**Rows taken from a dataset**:
■ ■ ■ ■

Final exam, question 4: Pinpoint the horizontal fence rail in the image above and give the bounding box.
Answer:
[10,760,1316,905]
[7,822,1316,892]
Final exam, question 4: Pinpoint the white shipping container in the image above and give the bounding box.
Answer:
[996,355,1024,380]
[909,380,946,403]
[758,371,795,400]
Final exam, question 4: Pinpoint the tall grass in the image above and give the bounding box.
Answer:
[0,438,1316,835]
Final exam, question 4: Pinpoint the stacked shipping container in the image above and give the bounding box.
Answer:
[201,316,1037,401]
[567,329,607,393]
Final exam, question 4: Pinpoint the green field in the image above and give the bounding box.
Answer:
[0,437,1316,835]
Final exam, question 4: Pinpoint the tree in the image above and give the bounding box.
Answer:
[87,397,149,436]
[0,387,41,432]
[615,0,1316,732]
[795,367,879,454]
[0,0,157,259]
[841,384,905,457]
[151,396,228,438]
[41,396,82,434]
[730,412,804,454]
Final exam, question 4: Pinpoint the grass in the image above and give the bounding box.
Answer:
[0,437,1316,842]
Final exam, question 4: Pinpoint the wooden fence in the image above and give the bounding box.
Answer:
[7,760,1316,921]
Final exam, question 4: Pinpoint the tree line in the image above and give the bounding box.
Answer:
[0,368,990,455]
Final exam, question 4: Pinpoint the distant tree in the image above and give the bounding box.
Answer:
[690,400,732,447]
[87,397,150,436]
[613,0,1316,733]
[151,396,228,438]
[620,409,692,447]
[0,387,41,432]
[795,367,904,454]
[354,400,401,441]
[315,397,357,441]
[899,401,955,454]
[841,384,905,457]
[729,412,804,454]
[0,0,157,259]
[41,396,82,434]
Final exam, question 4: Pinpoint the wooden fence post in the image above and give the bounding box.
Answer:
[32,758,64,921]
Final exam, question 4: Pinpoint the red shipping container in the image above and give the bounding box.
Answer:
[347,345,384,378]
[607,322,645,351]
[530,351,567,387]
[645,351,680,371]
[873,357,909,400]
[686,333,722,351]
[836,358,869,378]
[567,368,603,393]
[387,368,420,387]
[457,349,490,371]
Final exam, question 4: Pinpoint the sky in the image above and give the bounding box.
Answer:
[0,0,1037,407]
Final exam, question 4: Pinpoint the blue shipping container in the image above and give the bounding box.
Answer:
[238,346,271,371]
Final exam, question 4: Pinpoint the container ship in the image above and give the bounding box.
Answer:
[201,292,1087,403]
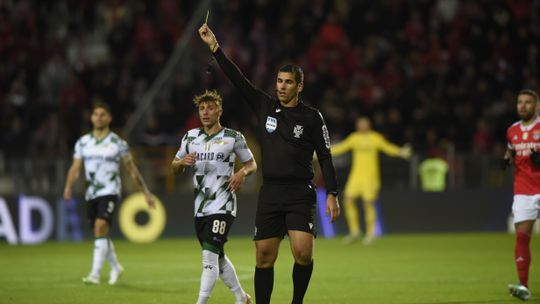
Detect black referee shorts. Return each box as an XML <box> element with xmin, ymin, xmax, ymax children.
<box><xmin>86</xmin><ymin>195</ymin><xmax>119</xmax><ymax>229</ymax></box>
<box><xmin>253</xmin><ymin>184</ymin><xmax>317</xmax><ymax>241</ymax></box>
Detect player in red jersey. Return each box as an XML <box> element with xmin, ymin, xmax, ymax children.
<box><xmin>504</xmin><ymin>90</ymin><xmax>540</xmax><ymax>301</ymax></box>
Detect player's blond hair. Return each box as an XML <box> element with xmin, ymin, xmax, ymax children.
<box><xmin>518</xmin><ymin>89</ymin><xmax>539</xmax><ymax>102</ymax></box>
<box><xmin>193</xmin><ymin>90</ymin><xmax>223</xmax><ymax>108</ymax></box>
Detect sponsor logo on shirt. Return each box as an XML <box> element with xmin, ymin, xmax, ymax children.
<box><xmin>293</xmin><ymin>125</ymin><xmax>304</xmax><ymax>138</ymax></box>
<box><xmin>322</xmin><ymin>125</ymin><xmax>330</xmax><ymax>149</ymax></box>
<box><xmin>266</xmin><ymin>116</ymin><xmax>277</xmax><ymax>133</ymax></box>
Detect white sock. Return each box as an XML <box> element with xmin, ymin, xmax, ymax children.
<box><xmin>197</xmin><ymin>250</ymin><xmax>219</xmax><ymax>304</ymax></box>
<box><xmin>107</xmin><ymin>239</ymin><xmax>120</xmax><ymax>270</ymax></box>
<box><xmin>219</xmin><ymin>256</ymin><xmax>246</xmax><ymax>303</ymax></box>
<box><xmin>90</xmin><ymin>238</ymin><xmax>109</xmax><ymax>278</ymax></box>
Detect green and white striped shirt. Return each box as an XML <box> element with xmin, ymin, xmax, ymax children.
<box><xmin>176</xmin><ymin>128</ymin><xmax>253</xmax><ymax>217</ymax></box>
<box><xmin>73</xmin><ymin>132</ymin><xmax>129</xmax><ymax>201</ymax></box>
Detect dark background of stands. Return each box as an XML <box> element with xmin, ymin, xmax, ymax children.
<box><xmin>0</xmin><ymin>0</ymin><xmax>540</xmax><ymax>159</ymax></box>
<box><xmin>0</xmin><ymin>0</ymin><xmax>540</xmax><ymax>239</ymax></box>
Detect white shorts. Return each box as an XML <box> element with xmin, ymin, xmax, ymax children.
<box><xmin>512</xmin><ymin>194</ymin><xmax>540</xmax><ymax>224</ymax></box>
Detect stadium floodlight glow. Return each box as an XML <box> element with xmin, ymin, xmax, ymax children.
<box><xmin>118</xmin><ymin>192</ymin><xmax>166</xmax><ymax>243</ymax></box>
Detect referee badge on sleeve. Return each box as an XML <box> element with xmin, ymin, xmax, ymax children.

■ ■ ■ ■

**Challenge**: Please reproduce the data above verbatim, everything from the line containing "Final exam, question 4: Pinpoint the tree line" down to the line containing "[0,0,1037,407]", with both of those lines included.

**Result**:
Final exam, question 4: Pinpoint the tree line in the image above and give the bounding box.
Answer:
[0,368,990,455]
Final exam, question 4: Pinpoint the distant tree in the image above and give the bounding box.
Answer:
[690,400,732,447]
[87,397,150,436]
[613,0,1316,733]
[151,396,228,438]
[620,409,692,447]
[0,387,41,432]
[795,367,904,454]
[354,400,401,441]
[315,397,357,441]
[899,401,955,454]
[841,384,905,457]
[729,412,804,454]
[0,0,157,259]
[41,396,82,434]
Final exam, question 4: Pinpoint the wooden fence post in the image above and give the bounding box.
Answer:
[32,758,64,921]
Final exam, question 4: Pinpoint the red shipping container in the image above and give the bounding box.
Answer:
[347,345,384,378]
[607,322,645,351]
[530,351,567,387]
[645,351,680,371]
[873,357,909,400]
[686,333,722,351]
[836,358,869,378]
[567,368,603,393]
[387,368,420,387]
[457,349,490,371]
Final exam, question 4: Pinpoint the sky in the image above and give the bounding box.
Answer:
[0,0,1037,407]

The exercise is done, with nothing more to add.